Exercise text:
*** Block opens ***

The Foothills Corridor: Chapter 8 - Why Foresight Matters in Forgotten Places
Foresight is a luxury in most places. In the Foothills Corridor, it’s a necessity. When a region has been dismissed, depleted, and deemed irrelevant by outsiders, waiting for someone else to plan its future isn’t an option.
Foresight—thinking ahead, preparing for what’s coming, and shaping what could be—is the only way to build power in places that have been stripped of it. Foresight isn’t optimism—it’s strategy.
But in many forgotten places, planning has long been reactive. Firefighting, not forecasting. Filling potholes instead of building paths. That’s not because people here lack intelligence or creativity. It’s because they’ve lacked support, investment, and systems that reward long-term thinking.
Now, that has to change. Because if the Foothills doesn’t claim its future, someone else will—again.
The Cost of Looking Down, Not Ahead
For decades, civic life in the Foothills was consumed by short-term survival: How do we balance this year’s budget? How do we keep the school open? How do we replace this closed plant? Those are real questions—but they’re also symptoms of a region in defense mode.

*** Block closes ***

Instructions for the task:
Retype the passage of the Foothills Corridor chapter text from "The Foothills Corridor: Chapter" to "isn’t an option.", word for word.

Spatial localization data
*** Block opens ***

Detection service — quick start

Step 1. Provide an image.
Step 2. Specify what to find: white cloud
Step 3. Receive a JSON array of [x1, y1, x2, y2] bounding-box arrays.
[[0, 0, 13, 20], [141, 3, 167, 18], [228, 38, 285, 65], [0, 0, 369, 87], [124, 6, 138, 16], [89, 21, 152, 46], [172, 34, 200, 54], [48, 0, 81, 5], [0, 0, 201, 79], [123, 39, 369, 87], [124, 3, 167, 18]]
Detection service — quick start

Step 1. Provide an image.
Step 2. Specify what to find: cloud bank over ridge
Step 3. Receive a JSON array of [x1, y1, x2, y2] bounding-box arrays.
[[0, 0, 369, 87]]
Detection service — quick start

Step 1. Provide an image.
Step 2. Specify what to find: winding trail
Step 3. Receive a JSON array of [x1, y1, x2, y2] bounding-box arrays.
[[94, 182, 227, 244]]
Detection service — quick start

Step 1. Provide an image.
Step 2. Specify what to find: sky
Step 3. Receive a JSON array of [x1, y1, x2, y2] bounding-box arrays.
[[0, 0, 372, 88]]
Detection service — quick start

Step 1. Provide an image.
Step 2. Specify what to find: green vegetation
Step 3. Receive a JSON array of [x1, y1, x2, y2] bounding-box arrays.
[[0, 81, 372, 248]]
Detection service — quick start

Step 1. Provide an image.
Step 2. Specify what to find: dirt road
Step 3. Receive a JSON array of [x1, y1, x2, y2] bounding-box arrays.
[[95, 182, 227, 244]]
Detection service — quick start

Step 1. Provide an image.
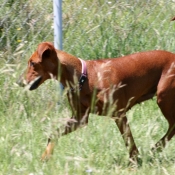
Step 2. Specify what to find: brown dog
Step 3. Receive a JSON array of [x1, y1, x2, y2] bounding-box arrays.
[[20, 42, 175, 159]]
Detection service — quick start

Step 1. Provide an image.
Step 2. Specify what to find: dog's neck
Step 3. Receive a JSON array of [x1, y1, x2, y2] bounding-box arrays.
[[57, 50, 82, 87]]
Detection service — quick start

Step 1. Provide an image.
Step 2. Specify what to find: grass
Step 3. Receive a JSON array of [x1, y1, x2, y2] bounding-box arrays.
[[0, 0, 175, 175]]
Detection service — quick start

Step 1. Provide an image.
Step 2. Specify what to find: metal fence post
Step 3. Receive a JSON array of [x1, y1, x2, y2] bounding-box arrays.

*** Block closes ***

Result below:
The Foothills Corridor: Chapter 8 - Why Foresight Matters in Forgotten Places
Foresight is a luxury in most places. In the Foothills Corridor, it’s a necessity. When a region has been dismissed, depleted, and deemed irrelevant by outsiders, waiting for someone else to plan its future isn’t an option.